## START Extracted material
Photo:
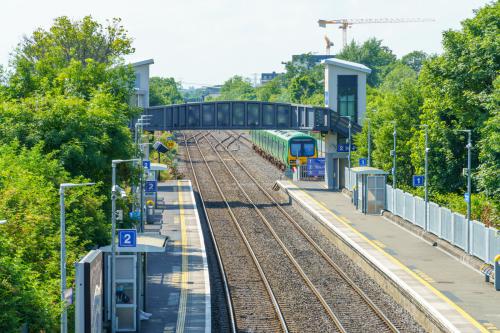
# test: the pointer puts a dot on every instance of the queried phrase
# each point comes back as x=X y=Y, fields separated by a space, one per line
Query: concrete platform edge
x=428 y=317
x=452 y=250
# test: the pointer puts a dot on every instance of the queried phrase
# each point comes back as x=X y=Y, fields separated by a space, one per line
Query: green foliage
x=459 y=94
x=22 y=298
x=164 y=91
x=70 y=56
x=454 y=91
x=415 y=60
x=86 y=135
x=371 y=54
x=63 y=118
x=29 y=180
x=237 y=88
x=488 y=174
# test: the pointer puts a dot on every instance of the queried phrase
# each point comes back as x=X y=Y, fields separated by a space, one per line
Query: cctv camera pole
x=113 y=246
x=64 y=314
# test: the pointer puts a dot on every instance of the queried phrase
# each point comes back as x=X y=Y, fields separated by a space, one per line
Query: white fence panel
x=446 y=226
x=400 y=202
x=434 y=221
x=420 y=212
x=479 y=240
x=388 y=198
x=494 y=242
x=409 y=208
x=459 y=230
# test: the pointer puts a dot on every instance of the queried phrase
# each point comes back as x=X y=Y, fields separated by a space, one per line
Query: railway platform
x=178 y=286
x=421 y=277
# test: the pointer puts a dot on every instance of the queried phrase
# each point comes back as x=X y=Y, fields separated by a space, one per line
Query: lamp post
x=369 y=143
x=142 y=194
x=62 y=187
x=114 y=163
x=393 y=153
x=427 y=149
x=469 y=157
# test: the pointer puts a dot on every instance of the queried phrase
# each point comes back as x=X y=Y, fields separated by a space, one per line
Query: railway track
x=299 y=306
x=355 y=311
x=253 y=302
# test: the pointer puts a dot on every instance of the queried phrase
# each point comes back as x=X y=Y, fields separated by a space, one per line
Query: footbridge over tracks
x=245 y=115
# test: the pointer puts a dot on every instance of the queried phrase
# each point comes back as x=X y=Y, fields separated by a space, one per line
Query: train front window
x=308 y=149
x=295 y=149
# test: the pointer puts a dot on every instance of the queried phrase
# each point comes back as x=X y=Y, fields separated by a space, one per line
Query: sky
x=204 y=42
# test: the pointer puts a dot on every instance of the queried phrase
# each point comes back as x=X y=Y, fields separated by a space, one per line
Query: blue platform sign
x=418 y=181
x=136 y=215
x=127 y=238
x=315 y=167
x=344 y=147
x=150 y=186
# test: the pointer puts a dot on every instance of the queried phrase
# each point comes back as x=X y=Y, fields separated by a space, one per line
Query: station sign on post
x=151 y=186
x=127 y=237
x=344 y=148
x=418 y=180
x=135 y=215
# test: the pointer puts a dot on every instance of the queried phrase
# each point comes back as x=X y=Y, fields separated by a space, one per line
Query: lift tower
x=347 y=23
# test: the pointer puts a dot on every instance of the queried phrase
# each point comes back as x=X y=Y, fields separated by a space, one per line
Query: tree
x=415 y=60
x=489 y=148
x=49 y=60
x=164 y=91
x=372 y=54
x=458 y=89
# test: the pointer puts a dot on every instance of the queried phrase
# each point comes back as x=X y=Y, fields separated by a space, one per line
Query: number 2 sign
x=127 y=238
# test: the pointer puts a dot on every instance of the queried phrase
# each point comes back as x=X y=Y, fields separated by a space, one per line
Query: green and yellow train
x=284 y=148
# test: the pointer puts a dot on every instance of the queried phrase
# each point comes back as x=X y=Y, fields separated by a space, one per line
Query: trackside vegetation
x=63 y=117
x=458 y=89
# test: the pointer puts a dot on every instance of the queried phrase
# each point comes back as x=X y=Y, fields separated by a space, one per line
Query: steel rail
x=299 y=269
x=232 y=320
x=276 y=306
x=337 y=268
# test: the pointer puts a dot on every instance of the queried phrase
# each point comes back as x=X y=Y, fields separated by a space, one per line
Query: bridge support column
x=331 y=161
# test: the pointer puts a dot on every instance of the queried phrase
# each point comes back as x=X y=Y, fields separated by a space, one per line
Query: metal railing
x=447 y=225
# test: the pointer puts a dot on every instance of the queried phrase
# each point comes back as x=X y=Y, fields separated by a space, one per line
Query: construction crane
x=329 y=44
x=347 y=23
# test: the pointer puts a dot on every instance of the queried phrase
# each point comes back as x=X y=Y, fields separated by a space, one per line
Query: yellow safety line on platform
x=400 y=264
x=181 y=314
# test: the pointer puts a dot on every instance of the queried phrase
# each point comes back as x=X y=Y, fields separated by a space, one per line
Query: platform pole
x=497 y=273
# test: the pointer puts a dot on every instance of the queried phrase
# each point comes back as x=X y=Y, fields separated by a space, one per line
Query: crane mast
## END Extracted material
#### [Set task]
From the data listing above, pull out each line that contains the word "train" and copy it in full.

#### [Response for this exercise]
Query: train front window
Query: green and yellow train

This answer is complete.